■ EXERCISE TEXT
= Beginning of Section =

Village in Amber Valley, Derbyshire, England

Mackworth is a village and civil parish in the borough of Amber Valley, in Derbyshire, England. The 2011 Census recorded a population for the parish of 229. Mackworth is about 2 mi from Derby and 10 mi from Ashbourne. It shares its name with the nearby Mackworth Estate in Derby.

==Heritage==
Mackworth, a conservation village, is mentioned in the Domesday Book and has evidence of Roman occupation. The site of the original medieval village can still be seen in the slopes of the hillside. Historically, the parish also contained the neighbouring village of Markeaton, now within the Derby city boundary. In 1881 the population of Mackworth village was given as 253, whilst Markeaton was given as 758, making a total of 1,011 in the parish of Mackworth.

The village shares its stone-built All Saints' Church with Markeaton. The church has memorials to the Mundy family of Markeaton, whose arms date back to the reign of Edward the Confessor.

Close by is Mackworth Castle, seat of the Mackworth family until the death of Sir Thomas Mackworth in 1640. The castle estate was later the property of Lord Scarsdale.

==Notable residents==
- Samuel Richardson (1689–1761), "father of the English novel", was baptised here in 1689.
- William Emes (c. 1729–1803), landscape gardener, moved to a farmhouse at Bowbridge House.
- Geoffrey S. Dawes (1918–1996), physiologist, foremost international authority on fetal and neonatal physiology.

= End of Section =

■ RECORDED DATA

= Beginning of Section =

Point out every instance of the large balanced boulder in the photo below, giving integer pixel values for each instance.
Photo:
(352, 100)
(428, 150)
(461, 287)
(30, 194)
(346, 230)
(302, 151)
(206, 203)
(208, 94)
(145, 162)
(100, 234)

= End of Section =

■ PROMPT
From the Mackworth article above, list every individual person it names.

■ ANSWER TO THE PROBLEM
- Edward the Confessor
- Sir Thomas Mackworth
- Lord Scarsdale
- Samuel Richardson
- William Emes
- Geoffrey S. Dawes